| Excerpted text |

****************

Olympe de Gouges was a French playwright and political activist whose most famous works were created during the French Revolution.

Olympe was born as Marie Gouze on May 7th, 1748 in southwestern France. She received a bourgeois education thanks to her family’s fortune, and became literate at a young age.  

Marie was married at the age of seventeen to a man named Louis Yves Aubry against her will. A later semi-autobiographical novel of hers entitled Mémoires proved her disdain for this marriage, the young bride of the novel saying, "I was married to a man I did not love and who was neither rich nor well-born. I was sacrificed for no reason that could make up for the repugnance I felt for this man."

Marie had a son with named Pierre with Aubry, and a few months after, her husband was killed by a flood. Marie changed her name to Olympe de Gouges, swore off marriage, calling it “the tomb of trust and love,” and moved to Paris.

The Middle

At the age of twenty, Olympe de Gouges moved to Paris. She lived with her sister and her son, though her income was provided for by a wealthy businessman named Jacques Biétrix de Rozières who she had begun a relationship with.

 

She acclimated quickly to fashionable Parisian society, socializing at salons with other dramatists such as Madame de Montesson, Comtesse de Beauharnais, La Harpe, Mercier, and Chamfort; as well as early-career politicians such as Brissot and Condorcet.

 

Her career picked up in the 1780s with the publication of her first novel in 1784, and a slew of public letters, plays and pamphlets shortly after. Her public letters helped establish the feminine term for citizen, citoyenne, as an official replacement for Madame and Mademoiselle in more political spaces.

 

Throughout the 1780s, she passionately penned works focusing on the plight of slaves in the French colonies. For Gouges there was a direct connection between the autocratic monarchy in France and the institution of slavery. The public took notice of her 1785 play l'Esclavage des Noirs, which was staged at the famous Comédie-Française, and earned her many threats. The slave trade lobby actively campaigned against this production, and paid hecklers that eventually sabotaged the show enough to force it to close only three performances into the run. This would not be the last of l'Esclavage des Noirs.

 

Olympe de Gouges’ most notable political piece was her 1791 pamphlet entitled Déclaration des droits de la femme et de la citoyenne, or, Declaration of the Rights of Woman and of the Female Citizen. This pamphlet was created as a direct response to the Declaration of the Rights of Man and of the Citizen (which you can read more about on The French Revolution page), which had been adopted two years earlier by the National Assembly. This piece demanded equal rights for women, stating that women, like their male counterparts, have natural, inalienable, and sacred rights. She fought for equality in property ownership, taxation and finances, she fought for the right for a woman to publicly name a man as the father of her children in order to hold men, regardless of their marriage status, accountable as providers for their children. She urged readers to consider these inequalities, and to think of how to resolve these injustices for future generations.

****************

| Task description |
Resume the Olympe de Gouges biography above, starting right after its final sentence.

| Supplied entries |
****************

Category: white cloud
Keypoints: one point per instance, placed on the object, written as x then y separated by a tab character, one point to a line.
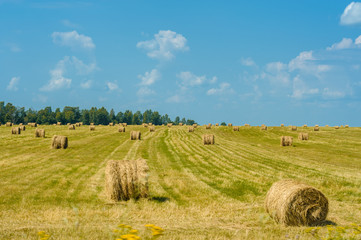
224	88
351	14
73	39
13	84
86	85
149	77
164	44
248	62
112	86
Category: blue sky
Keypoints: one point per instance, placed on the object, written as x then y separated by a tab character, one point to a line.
271	62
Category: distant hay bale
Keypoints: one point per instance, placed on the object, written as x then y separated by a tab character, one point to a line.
135	135
15	130
286	141
39	132
303	136
126	179
296	204
208	139
59	142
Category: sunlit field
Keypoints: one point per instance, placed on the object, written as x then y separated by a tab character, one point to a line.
196	191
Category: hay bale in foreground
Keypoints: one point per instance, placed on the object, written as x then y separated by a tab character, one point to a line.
39	132
208	139
286	141
135	135
59	142
126	179
15	130
296	204
303	136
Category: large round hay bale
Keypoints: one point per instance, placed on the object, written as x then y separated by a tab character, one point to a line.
135	135
39	132
286	141
296	204
126	179
303	136
208	139
59	142
15	130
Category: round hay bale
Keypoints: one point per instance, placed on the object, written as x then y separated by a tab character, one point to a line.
39	132
208	139
303	136
15	130
286	141
296	204
126	179
59	142
135	135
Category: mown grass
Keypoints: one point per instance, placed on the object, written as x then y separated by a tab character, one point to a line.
197	191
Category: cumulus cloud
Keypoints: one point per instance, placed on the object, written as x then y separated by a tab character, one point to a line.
164	45
224	88
13	84
73	39
149	77
351	14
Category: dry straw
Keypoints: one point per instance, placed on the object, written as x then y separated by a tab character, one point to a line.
39	133
303	136
296	204
208	139
126	179
286	141
59	142
15	130
135	135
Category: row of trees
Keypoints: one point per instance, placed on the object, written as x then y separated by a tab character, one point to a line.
16	115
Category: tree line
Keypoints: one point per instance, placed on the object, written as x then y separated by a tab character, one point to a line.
16	115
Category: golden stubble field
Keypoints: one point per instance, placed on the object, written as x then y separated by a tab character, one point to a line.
197	191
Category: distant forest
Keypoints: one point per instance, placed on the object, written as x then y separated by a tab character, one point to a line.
16	115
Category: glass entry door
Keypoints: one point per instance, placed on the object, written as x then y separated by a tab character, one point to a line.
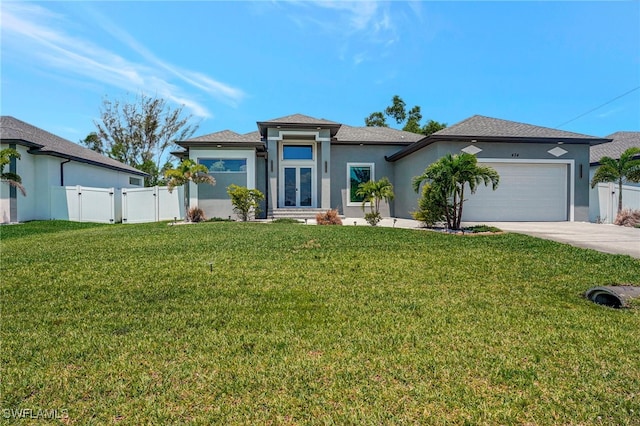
298	186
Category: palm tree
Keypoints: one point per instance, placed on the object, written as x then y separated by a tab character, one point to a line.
625	169
373	192
188	171
449	176
13	179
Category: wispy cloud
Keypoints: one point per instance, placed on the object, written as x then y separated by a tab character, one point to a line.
363	25
40	35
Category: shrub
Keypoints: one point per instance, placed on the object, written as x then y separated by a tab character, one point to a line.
431	208
330	217
245	201
482	228
628	217
195	214
285	220
372	218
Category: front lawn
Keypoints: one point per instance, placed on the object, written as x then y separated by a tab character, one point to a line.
291	324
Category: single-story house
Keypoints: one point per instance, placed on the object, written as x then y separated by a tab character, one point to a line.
619	143
304	165
603	201
47	161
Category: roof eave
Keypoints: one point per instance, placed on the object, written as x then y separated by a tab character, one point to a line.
520	139
22	142
499	139
264	125
85	161
213	144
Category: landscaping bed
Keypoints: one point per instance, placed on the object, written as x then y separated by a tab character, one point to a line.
246	323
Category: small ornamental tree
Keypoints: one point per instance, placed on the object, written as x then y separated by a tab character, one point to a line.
245	201
373	192
431	207
10	178
449	176
625	169
188	171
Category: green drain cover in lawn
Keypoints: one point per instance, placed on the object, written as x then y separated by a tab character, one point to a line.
616	296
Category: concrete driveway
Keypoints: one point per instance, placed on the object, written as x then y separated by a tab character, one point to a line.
605	238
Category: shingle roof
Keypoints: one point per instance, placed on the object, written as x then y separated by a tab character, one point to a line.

****************

| Solved exercise |
 

In the French colony of Saint-Domingue (present-day Haiti), free people of color and African slaves revolted in response to the ideals expressed in the Declaration of the Rights of Man and of the Citizen. When Gouges published her earlier play l'Esclavage des Noirs in print, the mayor of Paris accused her of inspiring the revolts. When her play was finally staged again in 1792, a riot erupted in Paris.

 

When Louis XVI was put on trial to be executed, Olympe wrote to the National Assembly offering to defend him, stating she believed he was guilty as a king, but innocent as a man, and that he should be exiled rather than executed. He was executed, her writings ignored.

 

Olympe de Gouges was associated with the Girondins, one of the factions of the Jacobins. The other primary faction of the Jacobins, the members of The Mountain, gained political power throughout the early 1790s, and began imprisoning prominent Girondins, who were later sent to the guillotine in October of 1793.

The End

She was eventually arrested for writing a poster entitled Les trois urnes, ou le salut de la Patrie, par un voyageur aérien, or “The Three Urns, or the Salvation of the Fatherland, by an Aerial Traveller.” In this poster, she proposed a vote for one of three choices for a potential government: a unitary republic, a federalist government, or a constitutional monarchy. She was arrested, as the law of the revolution made it a capital offense for anyone to publish works that encouraged reestablishing a monarchy.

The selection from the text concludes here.